GIVEN TASK —
Copy everything in the data below exactly except the pictures.
■ ■ ■ ■ ■
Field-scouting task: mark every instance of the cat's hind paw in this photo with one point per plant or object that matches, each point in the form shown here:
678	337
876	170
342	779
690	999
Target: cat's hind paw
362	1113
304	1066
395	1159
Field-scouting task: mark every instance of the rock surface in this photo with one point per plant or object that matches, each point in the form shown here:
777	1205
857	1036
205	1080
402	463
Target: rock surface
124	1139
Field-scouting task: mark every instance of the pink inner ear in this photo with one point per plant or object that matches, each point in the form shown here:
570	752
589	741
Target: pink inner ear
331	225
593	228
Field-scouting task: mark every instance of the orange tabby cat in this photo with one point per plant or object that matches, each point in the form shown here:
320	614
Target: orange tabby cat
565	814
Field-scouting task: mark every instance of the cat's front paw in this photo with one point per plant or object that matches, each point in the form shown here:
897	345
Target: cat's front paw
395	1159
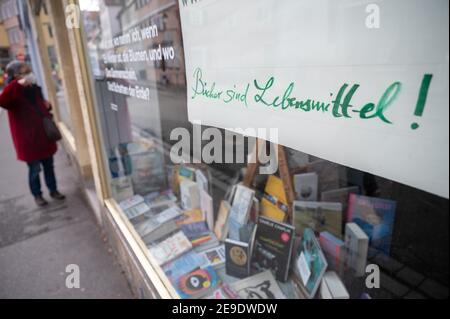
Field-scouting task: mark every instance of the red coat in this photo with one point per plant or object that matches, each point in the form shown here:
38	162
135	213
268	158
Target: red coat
26	126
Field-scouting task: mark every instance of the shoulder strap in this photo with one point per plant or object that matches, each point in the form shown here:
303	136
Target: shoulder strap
36	107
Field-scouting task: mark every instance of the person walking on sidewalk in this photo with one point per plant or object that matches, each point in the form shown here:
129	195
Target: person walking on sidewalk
23	99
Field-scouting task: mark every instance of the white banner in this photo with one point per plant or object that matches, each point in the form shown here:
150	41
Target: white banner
364	85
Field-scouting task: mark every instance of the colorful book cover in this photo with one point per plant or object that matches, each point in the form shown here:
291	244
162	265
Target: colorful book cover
376	218
274	202
155	198
198	283
319	216
238	258
170	248
242	203
340	195
356	247
306	186
193	224
310	265
190	195
273	247
161	232
183	265
333	248
168	214
137	211
221	225
130	202
185	173
206	205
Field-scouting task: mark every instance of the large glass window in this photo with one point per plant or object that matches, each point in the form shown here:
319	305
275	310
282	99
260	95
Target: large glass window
216	229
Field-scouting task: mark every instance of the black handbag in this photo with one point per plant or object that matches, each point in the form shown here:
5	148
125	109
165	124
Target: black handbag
50	127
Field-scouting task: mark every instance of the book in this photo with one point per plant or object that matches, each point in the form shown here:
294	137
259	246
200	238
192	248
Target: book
183	265
201	180
242	203
246	232
168	214
356	247
148	169
221	225
255	210
198	283
157	198
234	228
137	210
190	196
333	249
160	232
185	173
331	175
206	205
121	188
340	195
146	227
376	218
214	256
259	286
170	248
130	202
310	264
273	247
274	201
224	292
238	258
319	216
332	287
193	224
306	186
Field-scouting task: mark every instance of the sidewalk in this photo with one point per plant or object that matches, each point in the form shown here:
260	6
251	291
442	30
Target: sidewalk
36	244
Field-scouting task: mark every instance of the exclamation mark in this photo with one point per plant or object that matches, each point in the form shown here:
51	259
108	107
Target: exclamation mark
422	99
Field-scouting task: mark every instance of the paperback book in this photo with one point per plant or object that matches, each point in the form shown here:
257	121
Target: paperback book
242	203
273	247
333	249
274	201
319	216
170	248
376	218
183	265
190	196
310	264
356	247
221	225
306	186
238	257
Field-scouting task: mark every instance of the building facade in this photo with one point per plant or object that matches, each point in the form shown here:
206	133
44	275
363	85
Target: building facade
121	85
■ ■ ■ ■ ■
OUTPUT OF THE TASK —
Field-scouting task: mark every instance of the cat's hind paw in this photo with one point per plant or object that matches, each point in the form shown here:
678	337
876	170
342	779
690	999
Target: cat's hind paw
362	1113
304	1066
395	1159
Field-scouting task: mark every instance of the rock surface in this photo with one point per plant or object that matches, each point in the form shown here:
777	1205
857	1036
205	1080
402	463
Target: rock surface
124	1139
Field-scouting task: mark every instance of the pink inner ear in this photo with one point per plant or object that matches, each point in the form shown here:
570	752
589	741
Target: pink inner ear
331	225
593	228
Field-scouting task: mark every instance of the orange tabby cat in this photo with one point per plant or object that matches, each point in the form shown here:
320	614
Target: orange tabby cat
565	814
Field-scouting task: mark every instance of the cat's front paw in this photo with one point per plant or object that matches, each point in the form shown here:
897	345
Target: cat's front paw
395	1159
Field-scouting task: mark every instance of the red coat in this photo with one point per plant or object that matches, each point in the form shown here:
38	162
135	213
268	158
Target: red coat
26	126
Field-scouting task: mark every instance of the shoulder strap in this photo with one point per plant or object that matches, each point in the form shown here:
303	136
Target: shoulder strap
36	107
Field-scouting task: mark every instance of the person walking on sidewalk in this photo with one point per plant or object that matches, each point in the form shown here:
129	195
Target: person walking on sidewalk
23	99
Field-scouting task: mark every instance of the white banner in this photo with one point per plant or object that matches, each point in the form shown here:
150	41
Target: white banner
364	85
Field-scouting task: mark every instance of the colorful book cover in this photo with one point per plant or object that matches, each point in the form shown here:
291	244
162	265
Target: colorful book cover
376	218
274	202
155	198
198	283
319	216
238	258
170	248
242	203
340	195
356	247
306	186
193	224
310	265
190	195
273	247
161	232
183	265
333	248
168	214
137	211
221	225
130	202
185	173
206	205
Field-scouting task: mark every instance of the large glass window in this photo with one point per plant or object that matches, each point in the form shown here:
319	305
275	310
282	99
260	95
Target: large glass window
216	229
Field-scouting task: mark every instance of the black handbag in this photo with one point per plant or object that matches, each point in the form shown here:
5	148
125	109
165	124
Target: black handbag
50	127
Field-scouting task: mark every instance of the book in this photo with one point per plant or object that matches, each point in the form shown here:
294	137
259	246
200	238
192	248
Target: book
183	265
201	180
242	203
246	232
168	214
356	247
148	169
221	225
255	210
198	283
157	198
234	228
137	210
190	196
333	249
160	232
185	173
331	175
206	205
121	188
340	195
146	227
376	218
214	256
259	286
170	248
130	202
310	264
273	247
274	201
224	292
238	258
319	216
332	287
193	224
306	186
Field-scouting task: mark every instance of the sidewalk in this photo with one point per plant or object that matches, each point in the form shown here:
260	6
251	291
442	30
Target: sidewalk
36	244
Field-scouting task: mark every instance of the exclamation mark in this photo with one point per plant or object that matches, each point in the form shown here:
51	259
108	107
Target: exclamation mark
422	99
Field-scouting task: mark every instance of the paperback book in this photo with one point per plant or object that matches, each point in the form shown here:
257	121
Target: paperback book
242	203
273	247
333	249
274	201
319	216
170	248
376	218
183	265
190	196
310	264
356	247
221	225
306	186
238	257
Field-scouting task: mark every instance of the building facade in this photo with one point per plant or object that matches, each point in the form shown here:
206	133
44	275
363	85
Target: building facade
121	85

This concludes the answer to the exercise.